• [Text under study]:
<<<<
“Mom, Are We There Yet?” – Ponderings on Patience
Our Chevy wagon was packed to the gills along with five of us and two dogs. I had just slowed down to enter the north bound Florida turnpike to begin our long, arduous 600-mile trek to visit family for Christmas. “Mom, are we there yet?” I can still hear her words (a common catchphrase today — not then), but I still can’t describe what I felt when I heard them. It was one of the funniest things I had ever heard, and one of the most discouraging. Hilarious because of the abject incongruity of her question asked with such pure innocence. And demoralizing because I really wished too that we were there. Twelve long hours lay ahead.
>>>>
Please render this sentence from the road-trip essay in Spanish: "Twelve long hours lay ahead." Rely on the road-trip essay alone.

• [Stored data]:
<<<<
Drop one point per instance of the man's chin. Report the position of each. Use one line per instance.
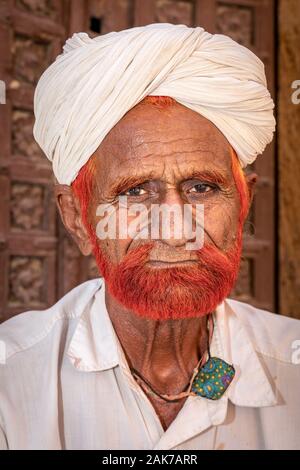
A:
>>>>
• [Exercise output]: Nos esperaban doce largas horas por delante.